Segment Open
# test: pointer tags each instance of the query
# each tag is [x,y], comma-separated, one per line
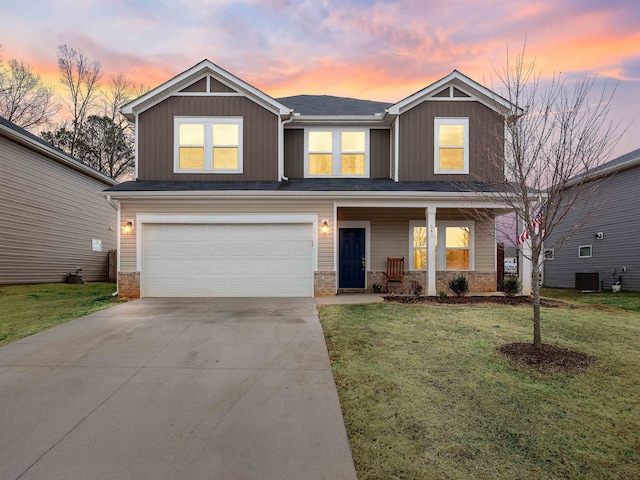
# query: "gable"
[203,79]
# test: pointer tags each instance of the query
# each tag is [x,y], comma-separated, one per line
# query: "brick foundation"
[478,281]
[324,284]
[129,284]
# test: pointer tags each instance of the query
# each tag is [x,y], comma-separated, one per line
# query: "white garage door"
[227,260]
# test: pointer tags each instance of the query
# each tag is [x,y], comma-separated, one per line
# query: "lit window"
[584,251]
[208,145]
[456,236]
[451,141]
[458,248]
[337,153]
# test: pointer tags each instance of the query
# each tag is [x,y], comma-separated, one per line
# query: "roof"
[330,105]
[301,185]
[20,135]
[192,75]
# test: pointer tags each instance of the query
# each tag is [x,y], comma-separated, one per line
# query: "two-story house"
[237,193]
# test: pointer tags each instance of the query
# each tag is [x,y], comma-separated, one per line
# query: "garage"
[227,260]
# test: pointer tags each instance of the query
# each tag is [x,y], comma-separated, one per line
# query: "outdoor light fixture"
[127,227]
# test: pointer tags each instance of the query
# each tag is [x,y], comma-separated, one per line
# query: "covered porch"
[438,241]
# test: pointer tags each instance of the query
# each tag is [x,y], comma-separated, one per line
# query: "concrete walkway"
[175,389]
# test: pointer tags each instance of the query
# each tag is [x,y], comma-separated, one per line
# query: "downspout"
[281,146]
[115,204]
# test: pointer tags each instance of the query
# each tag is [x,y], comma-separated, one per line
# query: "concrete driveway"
[173,389]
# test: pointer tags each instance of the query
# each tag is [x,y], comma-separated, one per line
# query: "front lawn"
[29,309]
[425,395]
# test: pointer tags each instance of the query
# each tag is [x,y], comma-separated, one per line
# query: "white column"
[526,267]
[431,250]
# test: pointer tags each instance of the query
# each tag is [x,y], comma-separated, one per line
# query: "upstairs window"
[451,142]
[336,153]
[208,145]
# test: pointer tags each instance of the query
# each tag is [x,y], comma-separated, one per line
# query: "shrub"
[511,286]
[416,288]
[459,285]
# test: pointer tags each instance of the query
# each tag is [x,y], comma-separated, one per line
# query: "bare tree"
[24,99]
[81,78]
[555,137]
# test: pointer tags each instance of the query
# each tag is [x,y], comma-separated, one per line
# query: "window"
[337,153]
[456,236]
[208,145]
[451,145]
[584,251]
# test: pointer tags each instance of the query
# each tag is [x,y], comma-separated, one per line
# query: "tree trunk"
[535,287]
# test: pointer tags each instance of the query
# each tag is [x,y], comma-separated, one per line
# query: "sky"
[379,50]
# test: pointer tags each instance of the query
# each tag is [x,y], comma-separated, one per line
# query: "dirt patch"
Segment Closed
**Description of the task**
Skip the images and set down the rest of the data unchanged.

**Solution to the exercise**
# test: pointer tags each instance of the query
# each tag is [x,y], comma-separated, one per line
# query: "gable"
[203,79]
# test: pointer tags each instance of the query
# each tag is [x,y], comma-separated, one per line
# query: "brick foundation"
[478,281]
[324,284]
[129,284]
# test: pointer tags each instance of the query
# each tag is [x,y], comma-separated, one per line
# query: "white garage door"
[227,260]
# test: pointer tags each instance of the query
# each tag is [x,y], comma-separated, one per line
# query: "lit window"
[584,251]
[208,145]
[456,236]
[451,141]
[458,248]
[337,153]
# test: pointer tags each instance of the query
# each tag is [x,y], comma-separated, one per line
# query: "roof"
[330,105]
[301,185]
[20,135]
[192,75]
# test: pointer tags each instance of the query
# each tag is [x,y], comma-separated, one per line
# query: "two-story house"
[237,193]
# test: pointer tags each instance of the query
# each tag is [x,y], comma-separated, one per line
# query: "garage"
[227,260]
# test: pointer tags each instance of the query
# each tag is [x,y], comma-separated, one per line
# query: "outdoor light fixture"
[127,227]
# test: pointer tags each instance of the query
# each tag is [x,y], comma-separated, one per line
# query: "covered porch"
[438,241]
# test: pointer tags each instance of the query
# each tag is [x,y], comma-separated, one per line
# query: "concrete walkway"
[175,389]
# test: pointer tags each instance of the query
# each tag is [x,y], comma-separated, one per line
# query: "downspout"
[281,146]
[115,204]
# test: pointer tags each instance of the query
# each tag is [x,y], comma-separated, one per line
# query: "concrete driveway"
[173,389]
# test: pointer tags each instance of the query
# each tag is [x,y], comma-separated, one per line
# query: "front lawn"
[29,309]
[425,395]
# test: pointer tags each instance of the query
# each tag is [x,y], comma-separated, one per line
# query: "white column"
[526,267]
[431,250]
# test: pointer tags each instance of the query
# each tag is [x,y], comma-separated, one per line
# query: "upstairs window"
[451,142]
[336,153]
[208,145]
# test: pointer tags each instance of the query
# each tag is [x,y], comma-separated, one per line
# query: "shrub"
[511,286]
[416,288]
[459,285]
# test: pointer tags each instance of the query
# each tag is [x,y], comma-separated, one per line
# query: "bare tree"
[24,99]
[81,78]
[555,137]
# test: pointer tags each instance of the query
# each tag is [x,y], comma-separated, one per line
# query: "window"
[337,153]
[456,236]
[208,145]
[451,145]
[584,251]
# test: pointer tags each instance of the query
# each tag is [x,y], comma-separated, one per line
# query: "tree trunk"
[535,287]
# test: pointer tags each instance of the query
# each tag is [x,y], comma-separated, one per line
# query: "sky"
[379,50]
# test: pointer tags each instance of the query
# each tag is [x,y], comma-separated, one per line
# query: "dirt patch"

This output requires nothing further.